> _Task objective_
Reproduce each row below verbatim, in the same order, with no changes.
--- start ---
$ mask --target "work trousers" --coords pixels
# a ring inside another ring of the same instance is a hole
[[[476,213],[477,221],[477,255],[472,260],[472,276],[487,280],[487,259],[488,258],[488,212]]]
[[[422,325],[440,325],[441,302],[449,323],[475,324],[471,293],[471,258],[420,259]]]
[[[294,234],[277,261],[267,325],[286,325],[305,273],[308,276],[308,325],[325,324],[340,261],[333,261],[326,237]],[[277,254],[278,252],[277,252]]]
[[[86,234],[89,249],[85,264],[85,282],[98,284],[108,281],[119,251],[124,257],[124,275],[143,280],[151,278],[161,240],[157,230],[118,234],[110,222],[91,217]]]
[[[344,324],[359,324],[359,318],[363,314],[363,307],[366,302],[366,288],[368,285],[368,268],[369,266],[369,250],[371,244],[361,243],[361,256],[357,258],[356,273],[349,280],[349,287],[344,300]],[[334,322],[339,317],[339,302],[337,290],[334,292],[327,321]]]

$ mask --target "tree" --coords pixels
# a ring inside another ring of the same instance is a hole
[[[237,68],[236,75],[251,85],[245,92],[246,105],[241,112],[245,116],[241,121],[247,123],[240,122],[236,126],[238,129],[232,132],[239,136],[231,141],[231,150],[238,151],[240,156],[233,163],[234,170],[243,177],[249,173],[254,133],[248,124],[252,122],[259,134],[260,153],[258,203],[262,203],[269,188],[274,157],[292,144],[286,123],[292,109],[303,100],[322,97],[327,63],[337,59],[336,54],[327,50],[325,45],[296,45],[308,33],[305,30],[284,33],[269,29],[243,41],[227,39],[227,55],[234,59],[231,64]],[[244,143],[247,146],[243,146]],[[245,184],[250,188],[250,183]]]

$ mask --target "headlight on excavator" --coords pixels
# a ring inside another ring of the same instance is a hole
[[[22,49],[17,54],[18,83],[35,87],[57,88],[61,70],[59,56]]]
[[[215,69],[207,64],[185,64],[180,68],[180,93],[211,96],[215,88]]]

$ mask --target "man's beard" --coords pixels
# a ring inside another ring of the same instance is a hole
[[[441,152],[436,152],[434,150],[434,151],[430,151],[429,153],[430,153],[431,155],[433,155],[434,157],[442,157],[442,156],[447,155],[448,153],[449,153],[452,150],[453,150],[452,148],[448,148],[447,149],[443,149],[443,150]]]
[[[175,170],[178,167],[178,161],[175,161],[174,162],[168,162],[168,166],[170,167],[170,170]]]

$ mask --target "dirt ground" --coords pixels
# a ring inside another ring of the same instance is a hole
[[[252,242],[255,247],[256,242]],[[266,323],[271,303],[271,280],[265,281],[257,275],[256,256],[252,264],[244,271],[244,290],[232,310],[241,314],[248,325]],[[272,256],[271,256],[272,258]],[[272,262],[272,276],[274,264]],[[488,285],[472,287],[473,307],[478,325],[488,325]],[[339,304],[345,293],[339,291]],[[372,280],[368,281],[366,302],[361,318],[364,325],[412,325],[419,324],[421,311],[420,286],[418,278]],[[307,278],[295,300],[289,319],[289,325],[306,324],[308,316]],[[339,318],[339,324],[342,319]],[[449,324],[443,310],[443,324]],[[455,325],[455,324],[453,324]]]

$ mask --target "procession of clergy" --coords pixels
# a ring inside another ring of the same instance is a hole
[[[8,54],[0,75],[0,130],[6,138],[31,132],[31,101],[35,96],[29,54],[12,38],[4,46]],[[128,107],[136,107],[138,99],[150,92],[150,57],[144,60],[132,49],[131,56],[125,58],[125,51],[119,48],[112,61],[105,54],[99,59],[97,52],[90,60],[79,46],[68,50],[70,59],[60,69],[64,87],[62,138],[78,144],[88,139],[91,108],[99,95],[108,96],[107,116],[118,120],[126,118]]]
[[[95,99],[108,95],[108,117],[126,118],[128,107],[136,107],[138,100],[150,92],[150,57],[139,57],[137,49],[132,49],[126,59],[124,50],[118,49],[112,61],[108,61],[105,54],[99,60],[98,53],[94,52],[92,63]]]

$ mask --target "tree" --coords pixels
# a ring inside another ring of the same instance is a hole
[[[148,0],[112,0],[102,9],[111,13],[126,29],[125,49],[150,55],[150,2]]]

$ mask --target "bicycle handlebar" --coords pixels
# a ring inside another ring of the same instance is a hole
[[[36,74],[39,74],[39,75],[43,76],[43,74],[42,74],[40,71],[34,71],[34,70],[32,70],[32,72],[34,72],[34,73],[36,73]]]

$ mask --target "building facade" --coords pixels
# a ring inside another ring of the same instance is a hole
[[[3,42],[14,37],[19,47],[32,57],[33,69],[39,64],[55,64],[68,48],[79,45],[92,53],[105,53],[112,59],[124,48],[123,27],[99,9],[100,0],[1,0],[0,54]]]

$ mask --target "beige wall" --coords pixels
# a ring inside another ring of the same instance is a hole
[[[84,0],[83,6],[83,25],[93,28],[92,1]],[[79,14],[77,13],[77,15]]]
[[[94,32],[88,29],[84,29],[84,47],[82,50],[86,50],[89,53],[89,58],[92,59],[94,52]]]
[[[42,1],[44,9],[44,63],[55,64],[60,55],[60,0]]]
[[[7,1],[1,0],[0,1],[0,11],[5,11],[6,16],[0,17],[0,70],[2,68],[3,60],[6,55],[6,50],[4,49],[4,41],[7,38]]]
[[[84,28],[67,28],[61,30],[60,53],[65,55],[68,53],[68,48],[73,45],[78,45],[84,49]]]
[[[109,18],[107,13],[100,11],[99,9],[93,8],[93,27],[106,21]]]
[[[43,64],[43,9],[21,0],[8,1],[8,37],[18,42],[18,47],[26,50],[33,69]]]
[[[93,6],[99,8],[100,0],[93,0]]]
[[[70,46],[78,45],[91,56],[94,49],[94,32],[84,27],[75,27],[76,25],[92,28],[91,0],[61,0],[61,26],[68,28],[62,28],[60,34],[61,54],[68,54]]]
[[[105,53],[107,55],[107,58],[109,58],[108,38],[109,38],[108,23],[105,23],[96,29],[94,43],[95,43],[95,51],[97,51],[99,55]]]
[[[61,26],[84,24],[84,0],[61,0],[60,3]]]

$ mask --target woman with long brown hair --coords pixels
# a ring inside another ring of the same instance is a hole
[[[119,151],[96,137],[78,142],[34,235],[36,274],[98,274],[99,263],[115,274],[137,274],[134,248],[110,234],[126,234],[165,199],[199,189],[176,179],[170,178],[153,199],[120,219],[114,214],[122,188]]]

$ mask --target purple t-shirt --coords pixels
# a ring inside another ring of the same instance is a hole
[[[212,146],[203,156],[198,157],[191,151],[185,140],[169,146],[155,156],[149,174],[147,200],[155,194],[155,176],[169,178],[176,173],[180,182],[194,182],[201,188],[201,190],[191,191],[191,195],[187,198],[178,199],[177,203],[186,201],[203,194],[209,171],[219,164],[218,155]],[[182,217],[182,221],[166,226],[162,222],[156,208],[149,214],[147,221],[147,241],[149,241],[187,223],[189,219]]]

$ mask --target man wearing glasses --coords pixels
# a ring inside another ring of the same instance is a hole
--- end ---
> _Full answer_
$ mask --target "work trousers" --coords pixels
# a ring inside another ring of the same instance is a hole
[[[476,213],[477,221],[477,255],[472,260],[472,276],[487,280],[487,259],[488,258],[488,212]]]
[[[422,325],[440,325],[441,302],[449,323],[475,324],[471,293],[471,258],[420,259]]]
[[[294,234],[277,261],[267,325],[286,325],[305,273],[308,276],[308,325],[325,324],[340,261],[333,261],[326,237]],[[277,254],[278,252],[277,252]]]
[[[86,234],[89,249],[85,264],[85,282],[98,284],[108,281],[119,251],[124,257],[124,275],[143,280],[151,278],[161,240],[157,230],[118,234],[110,222],[91,217]]]
[[[344,324],[359,324],[359,318],[363,314],[363,307],[366,302],[366,288],[368,285],[368,268],[369,266],[369,250],[371,244],[361,243],[361,256],[357,258],[356,273],[349,280],[349,287],[344,300]],[[334,322],[339,317],[339,302],[337,290],[334,292],[327,321]]]

$ mask --target "tree" --coords pixels
# a ring inside another ring of the same instance is a hole
[[[237,68],[236,75],[251,85],[245,92],[246,105],[241,112],[245,116],[241,121],[247,123],[240,122],[236,126],[238,129],[232,132],[239,136],[231,141],[231,150],[238,151],[240,156],[233,163],[234,170],[243,177],[249,173],[254,133],[248,124],[252,122],[259,134],[260,153],[258,203],[262,203],[269,188],[274,157],[292,144],[286,123],[292,109],[303,100],[322,97],[327,63],[337,59],[336,54],[327,50],[325,45],[296,45],[308,33],[305,30],[284,33],[269,29],[243,41],[227,39],[227,55],[234,59],[231,64]],[[244,143],[247,146],[243,146]],[[245,184],[250,188],[250,183]]]

$ mask --target "headlight on excavator" --coords pixels
# a ring inside another ring of the same instance is a hole
[[[22,49],[17,54],[18,83],[35,87],[57,88],[61,70],[59,56]]]
[[[215,69],[207,64],[185,64],[180,68],[180,93],[211,96],[215,88]]]

$ mask --target "man's beard" --coords pixels
# a ring inside another ring of the same instance is a hole
[[[441,152],[436,152],[434,150],[434,151],[430,151],[429,153],[430,153],[431,155],[433,155],[434,157],[442,157],[442,156],[447,155],[448,153],[449,153],[452,150],[453,150],[452,148],[448,148],[447,149],[443,149],[443,150]]]
[[[175,170],[178,167],[178,161],[175,161],[174,162],[168,162],[168,166],[170,167],[170,170]]]

$ mask --target "dirt ground" --coords pixels
# a ring inside another ring of the same instance is a hole
[[[252,242],[255,247],[256,242]],[[266,323],[271,303],[271,280],[265,281],[257,275],[256,256],[252,264],[244,271],[244,290],[232,310],[241,314],[248,325]],[[272,256],[271,256],[272,258]],[[272,262],[272,276],[274,264]],[[488,285],[472,287],[473,307],[478,325],[488,325]],[[339,304],[345,293],[339,291]],[[372,280],[368,281],[366,302],[361,318],[364,325],[412,325],[419,324],[421,311],[420,286],[418,278]],[[307,278],[295,300],[289,319],[289,325],[306,324],[308,316]],[[339,318],[339,324],[342,319]],[[449,324],[443,310],[443,324]],[[455,325],[455,324],[453,324]]]

$ mask --target "procession of clergy" --coords pixels
# a ring inside another ring of the same instance is a hole
[[[8,54],[0,75],[0,130],[6,138],[31,132],[31,101],[35,96],[29,54],[12,38],[4,46]],[[128,107],[136,107],[138,99],[150,92],[150,57],[144,60],[132,49],[131,56],[125,58],[125,51],[119,48],[112,61],[105,54],[99,59],[97,52],[90,60],[79,46],[68,50],[70,59],[60,69],[64,87],[62,138],[78,144],[88,139],[91,108],[99,95],[108,96],[107,116],[118,120],[126,118]]]
[[[95,99],[108,95],[108,117],[126,118],[128,107],[136,107],[138,100],[150,92],[150,57],[139,57],[137,49],[132,49],[126,59],[124,50],[118,49],[112,61],[108,61],[105,54],[99,60],[98,53],[94,52],[92,63]]]

$ mask --target "tree" --coords pixels
# a ring inside another ring of the same instance is a hole
[[[148,0],[112,0],[102,9],[111,13],[126,29],[125,49],[150,55],[150,2]]]

$ mask --target "bicycle handlebar" --coords pixels
# a ring inside another ring of the same instance is a hole
[[[36,74],[39,74],[39,75],[43,76],[43,74],[42,74],[40,71],[34,71],[34,70],[32,70],[32,72],[34,72],[34,73],[36,73]]]

$ mask --target "building facade" --coords pixels
# a ring inside another ring of the same instance is a hole
[[[3,42],[14,37],[19,47],[32,57],[33,69],[39,64],[55,64],[68,48],[79,45],[92,53],[105,53],[112,59],[124,48],[123,27],[99,9],[100,0],[1,0],[0,54]]]

$ mask --target "beige wall" --coords pixels
# a ring inside another ring of the same instance is a hole
[[[84,0],[83,6],[83,25],[93,28],[92,1]],[[79,14],[77,13],[77,15]]]
[[[94,32],[88,29],[84,29],[84,47],[82,50],[86,50],[89,53],[89,58],[92,59],[94,52]]]
[[[42,1],[44,9],[44,63],[55,64],[60,55],[60,0]]]
[[[7,1],[1,0],[0,1],[0,11],[5,11],[6,16],[0,17],[0,70],[2,68],[3,60],[6,55],[6,50],[4,49],[4,41],[7,38]]]
[[[84,28],[67,28],[61,30],[60,53],[65,55],[68,53],[68,48],[73,45],[78,45],[84,49]]]
[[[109,18],[107,13],[100,11],[99,9],[93,8],[93,27],[106,21]]]
[[[43,64],[43,9],[21,0],[8,1],[8,37],[18,42],[18,47],[26,50],[33,69]]]
[[[93,6],[99,8],[100,0],[93,0]]]
[[[70,46],[78,45],[91,56],[94,49],[94,32],[84,27],[75,27],[76,25],[92,28],[91,0],[61,0],[61,26],[68,28],[62,28],[60,34],[61,54],[68,54]]]
[[[105,53],[107,55],[107,58],[109,58],[108,38],[109,38],[108,23],[105,23],[96,29],[94,43],[95,43],[95,51],[97,51],[99,55]]]
[[[61,26],[84,24],[84,0],[61,0],[60,3]]]

$ mask --target woman with long brown hair --coords pixels
# a ring inside another ring of the same instance is a hole
[[[119,151],[96,137],[78,142],[34,235],[36,274],[98,274],[99,263],[115,274],[137,274],[134,248],[110,234],[126,234],[165,199],[199,189],[176,179],[170,178],[153,199],[120,219],[114,214],[122,188]]]

$ mask --target purple t-shirt --coords pixels
# a ring inside another ring of the same instance is a hole
[[[212,146],[203,156],[198,157],[191,151],[185,140],[169,146],[155,156],[149,174],[147,200],[155,194],[155,176],[169,178],[176,173],[180,182],[194,182],[201,188],[201,190],[191,191],[191,195],[187,198],[178,199],[177,203],[186,201],[203,194],[209,171],[219,164],[218,155]],[[182,217],[182,221],[166,226],[162,222],[156,208],[149,214],[147,221],[147,241],[149,241],[187,223],[189,219]]]

$ mask --target man wearing glasses --coords pixels
# a ring inside another ring of the same instance is a hole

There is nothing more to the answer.